What is needed: Please find each line in the records below that contains the word "rule", and copy those lines.

Provided data:
* START *

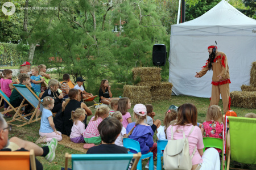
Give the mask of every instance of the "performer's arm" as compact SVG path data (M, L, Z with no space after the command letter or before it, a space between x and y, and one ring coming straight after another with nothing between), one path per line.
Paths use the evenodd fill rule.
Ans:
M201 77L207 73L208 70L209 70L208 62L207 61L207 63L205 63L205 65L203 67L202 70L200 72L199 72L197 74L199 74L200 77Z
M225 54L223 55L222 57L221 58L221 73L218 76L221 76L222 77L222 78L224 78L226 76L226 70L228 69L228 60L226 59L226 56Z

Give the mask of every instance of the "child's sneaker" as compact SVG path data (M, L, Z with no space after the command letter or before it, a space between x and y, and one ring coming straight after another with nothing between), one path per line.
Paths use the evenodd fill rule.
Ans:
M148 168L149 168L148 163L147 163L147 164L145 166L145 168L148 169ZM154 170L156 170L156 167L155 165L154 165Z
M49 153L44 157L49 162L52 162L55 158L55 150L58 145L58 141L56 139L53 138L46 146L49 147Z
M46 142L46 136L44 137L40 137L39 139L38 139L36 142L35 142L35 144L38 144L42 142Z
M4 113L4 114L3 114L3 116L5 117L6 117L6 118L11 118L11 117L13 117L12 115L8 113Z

* END *
* START *

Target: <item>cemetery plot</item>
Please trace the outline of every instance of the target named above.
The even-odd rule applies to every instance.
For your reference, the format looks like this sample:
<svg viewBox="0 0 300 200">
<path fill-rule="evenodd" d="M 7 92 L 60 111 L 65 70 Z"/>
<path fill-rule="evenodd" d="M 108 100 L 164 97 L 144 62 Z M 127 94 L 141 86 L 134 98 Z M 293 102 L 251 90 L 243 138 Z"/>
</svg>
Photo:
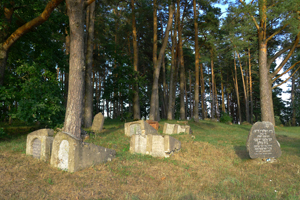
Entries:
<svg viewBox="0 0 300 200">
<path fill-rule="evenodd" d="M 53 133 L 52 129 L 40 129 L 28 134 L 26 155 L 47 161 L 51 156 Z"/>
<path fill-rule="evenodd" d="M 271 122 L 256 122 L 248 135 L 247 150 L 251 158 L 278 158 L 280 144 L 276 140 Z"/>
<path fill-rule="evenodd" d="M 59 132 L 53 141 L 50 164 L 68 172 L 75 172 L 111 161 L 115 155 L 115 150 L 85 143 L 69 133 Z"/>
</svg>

* END *

Answer to the task:
Paths use the evenodd fill rule.
Paths use the evenodd fill rule.
The even-odd rule applies to every instance.
<path fill-rule="evenodd" d="M 7 92 L 60 111 L 65 70 Z"/>
<path fill-rule="evenodd" d="M 108 100 L 164 97 L 144 62 Z M 127 94 L 141 86 L 134 98 Z M 293 102 L 251 90 L 243 138 Z"/>
<path fill-rule="evenodd" d="M 53 133 L 52 129 L 40 129 L 28 134 L 26 155 L 47 161 L 51 156 Z"/>
<path fill-rule="evenodd" d="M 271 122 L 256 122 L 248 135 L 247 150 L 251 158 L 278 158 L 280 144 L 276 140 Z"/>
<path fill-rule="evenodd" d="M 59 132 L 53 141 L 50 164 L 68 172 L 75 172 L 111 161 L 115 155 L 115 150 L 85 143 L 69 133 Z"/>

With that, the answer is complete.